Data items
----------------------------------------
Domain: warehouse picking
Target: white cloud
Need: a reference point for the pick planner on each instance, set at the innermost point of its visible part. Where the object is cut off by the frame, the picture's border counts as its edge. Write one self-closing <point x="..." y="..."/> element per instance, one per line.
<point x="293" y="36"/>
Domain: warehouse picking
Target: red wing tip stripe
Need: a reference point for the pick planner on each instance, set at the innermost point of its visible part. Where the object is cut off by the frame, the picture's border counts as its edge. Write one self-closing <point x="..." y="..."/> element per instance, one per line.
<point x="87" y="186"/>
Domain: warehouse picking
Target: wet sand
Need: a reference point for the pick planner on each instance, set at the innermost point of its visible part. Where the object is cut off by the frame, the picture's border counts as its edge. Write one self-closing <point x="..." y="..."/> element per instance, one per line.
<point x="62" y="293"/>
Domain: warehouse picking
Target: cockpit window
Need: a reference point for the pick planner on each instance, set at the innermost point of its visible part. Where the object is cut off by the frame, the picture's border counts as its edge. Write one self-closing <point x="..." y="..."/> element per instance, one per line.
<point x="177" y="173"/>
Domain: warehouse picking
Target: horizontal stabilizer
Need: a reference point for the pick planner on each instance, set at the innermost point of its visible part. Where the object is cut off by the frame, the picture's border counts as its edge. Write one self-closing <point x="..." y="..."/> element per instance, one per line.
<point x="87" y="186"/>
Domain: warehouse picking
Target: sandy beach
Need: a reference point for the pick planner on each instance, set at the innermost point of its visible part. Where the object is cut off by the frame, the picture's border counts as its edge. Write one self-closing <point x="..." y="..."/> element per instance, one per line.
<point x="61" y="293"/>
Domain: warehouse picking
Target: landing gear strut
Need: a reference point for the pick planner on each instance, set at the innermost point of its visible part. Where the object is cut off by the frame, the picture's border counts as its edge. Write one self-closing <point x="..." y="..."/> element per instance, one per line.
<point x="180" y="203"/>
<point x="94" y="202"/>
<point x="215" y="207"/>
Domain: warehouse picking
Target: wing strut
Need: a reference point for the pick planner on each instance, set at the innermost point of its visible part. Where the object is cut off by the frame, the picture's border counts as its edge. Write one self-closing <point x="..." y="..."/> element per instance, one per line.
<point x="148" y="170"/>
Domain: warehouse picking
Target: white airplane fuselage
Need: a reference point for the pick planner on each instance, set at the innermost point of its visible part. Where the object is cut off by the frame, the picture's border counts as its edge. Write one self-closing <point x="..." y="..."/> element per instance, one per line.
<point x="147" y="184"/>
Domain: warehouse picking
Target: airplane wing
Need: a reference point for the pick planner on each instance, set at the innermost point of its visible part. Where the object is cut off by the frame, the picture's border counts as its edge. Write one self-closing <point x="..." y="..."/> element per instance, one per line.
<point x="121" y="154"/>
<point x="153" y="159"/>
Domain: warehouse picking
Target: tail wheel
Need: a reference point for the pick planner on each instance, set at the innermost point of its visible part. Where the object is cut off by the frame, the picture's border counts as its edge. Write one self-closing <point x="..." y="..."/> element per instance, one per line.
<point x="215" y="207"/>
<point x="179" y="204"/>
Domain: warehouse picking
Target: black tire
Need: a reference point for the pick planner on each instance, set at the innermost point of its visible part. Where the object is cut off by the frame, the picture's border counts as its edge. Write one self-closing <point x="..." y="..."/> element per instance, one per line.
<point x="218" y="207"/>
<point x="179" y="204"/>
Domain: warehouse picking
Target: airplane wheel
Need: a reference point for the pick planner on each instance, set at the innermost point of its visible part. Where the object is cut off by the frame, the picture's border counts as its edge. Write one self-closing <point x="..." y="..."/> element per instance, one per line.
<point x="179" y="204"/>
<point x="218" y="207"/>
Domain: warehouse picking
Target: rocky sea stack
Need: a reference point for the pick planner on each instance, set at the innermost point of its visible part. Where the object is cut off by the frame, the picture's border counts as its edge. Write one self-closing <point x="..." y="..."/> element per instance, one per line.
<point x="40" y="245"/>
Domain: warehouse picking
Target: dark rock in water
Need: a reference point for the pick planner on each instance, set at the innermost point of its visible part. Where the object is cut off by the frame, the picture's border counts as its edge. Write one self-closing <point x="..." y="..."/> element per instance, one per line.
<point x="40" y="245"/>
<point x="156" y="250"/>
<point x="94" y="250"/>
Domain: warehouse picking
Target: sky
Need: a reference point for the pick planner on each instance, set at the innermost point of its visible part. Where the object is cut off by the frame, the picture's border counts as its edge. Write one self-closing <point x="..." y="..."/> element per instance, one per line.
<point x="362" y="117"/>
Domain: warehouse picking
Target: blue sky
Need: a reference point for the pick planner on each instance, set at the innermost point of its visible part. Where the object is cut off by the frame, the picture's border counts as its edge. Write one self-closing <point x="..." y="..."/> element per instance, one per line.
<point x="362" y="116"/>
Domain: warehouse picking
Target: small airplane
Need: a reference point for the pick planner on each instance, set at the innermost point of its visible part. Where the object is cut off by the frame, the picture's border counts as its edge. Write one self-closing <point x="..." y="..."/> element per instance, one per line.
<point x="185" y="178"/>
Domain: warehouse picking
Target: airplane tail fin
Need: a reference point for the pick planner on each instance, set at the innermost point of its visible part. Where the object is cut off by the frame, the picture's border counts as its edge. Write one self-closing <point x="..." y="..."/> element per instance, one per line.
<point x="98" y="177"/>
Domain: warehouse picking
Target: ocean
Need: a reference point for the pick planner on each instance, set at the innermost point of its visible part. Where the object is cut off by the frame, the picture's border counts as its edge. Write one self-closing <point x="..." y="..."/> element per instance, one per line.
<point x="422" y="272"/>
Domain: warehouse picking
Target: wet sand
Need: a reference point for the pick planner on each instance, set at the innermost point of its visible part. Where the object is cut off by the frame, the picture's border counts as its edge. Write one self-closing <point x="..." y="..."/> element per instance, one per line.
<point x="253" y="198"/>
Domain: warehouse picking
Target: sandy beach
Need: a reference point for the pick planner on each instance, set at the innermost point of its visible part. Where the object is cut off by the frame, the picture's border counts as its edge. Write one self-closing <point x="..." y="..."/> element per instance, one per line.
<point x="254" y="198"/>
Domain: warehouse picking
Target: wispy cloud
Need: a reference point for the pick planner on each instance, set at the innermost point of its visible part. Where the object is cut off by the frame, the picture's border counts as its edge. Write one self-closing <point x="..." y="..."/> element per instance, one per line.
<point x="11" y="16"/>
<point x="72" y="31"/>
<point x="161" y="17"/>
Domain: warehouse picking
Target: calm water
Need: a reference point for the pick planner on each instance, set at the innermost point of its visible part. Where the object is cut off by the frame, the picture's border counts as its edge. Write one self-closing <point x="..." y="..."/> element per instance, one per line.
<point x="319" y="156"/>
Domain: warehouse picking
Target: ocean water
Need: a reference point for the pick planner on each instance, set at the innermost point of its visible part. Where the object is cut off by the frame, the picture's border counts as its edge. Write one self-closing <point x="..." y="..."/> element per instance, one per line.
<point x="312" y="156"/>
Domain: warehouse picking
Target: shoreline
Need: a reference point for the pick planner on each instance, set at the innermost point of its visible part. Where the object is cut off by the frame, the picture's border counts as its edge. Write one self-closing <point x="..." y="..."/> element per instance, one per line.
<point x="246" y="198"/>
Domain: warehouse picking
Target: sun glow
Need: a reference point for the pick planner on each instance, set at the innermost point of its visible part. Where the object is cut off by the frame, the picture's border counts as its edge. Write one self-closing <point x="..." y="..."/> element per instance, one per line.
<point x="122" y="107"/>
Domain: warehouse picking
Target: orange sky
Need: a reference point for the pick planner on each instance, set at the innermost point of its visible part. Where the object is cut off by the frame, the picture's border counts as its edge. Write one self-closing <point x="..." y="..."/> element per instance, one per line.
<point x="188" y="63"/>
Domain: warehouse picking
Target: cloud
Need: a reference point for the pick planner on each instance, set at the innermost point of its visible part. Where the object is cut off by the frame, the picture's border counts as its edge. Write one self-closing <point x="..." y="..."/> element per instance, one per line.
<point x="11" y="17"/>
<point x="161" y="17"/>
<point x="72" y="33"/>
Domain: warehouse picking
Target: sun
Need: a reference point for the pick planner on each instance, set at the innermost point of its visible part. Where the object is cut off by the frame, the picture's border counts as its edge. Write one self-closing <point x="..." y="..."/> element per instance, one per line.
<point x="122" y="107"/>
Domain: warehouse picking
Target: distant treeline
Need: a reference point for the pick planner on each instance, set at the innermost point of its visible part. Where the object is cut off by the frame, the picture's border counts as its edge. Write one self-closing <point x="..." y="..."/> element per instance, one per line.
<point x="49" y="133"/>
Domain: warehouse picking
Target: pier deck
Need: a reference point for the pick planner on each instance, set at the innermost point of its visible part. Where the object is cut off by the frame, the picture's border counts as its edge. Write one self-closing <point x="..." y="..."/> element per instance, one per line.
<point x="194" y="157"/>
----------------------------------------
● **To do**:
How many of the lines above contain the word "wing"? Reply with the number only.

● **Exercise answer**:
3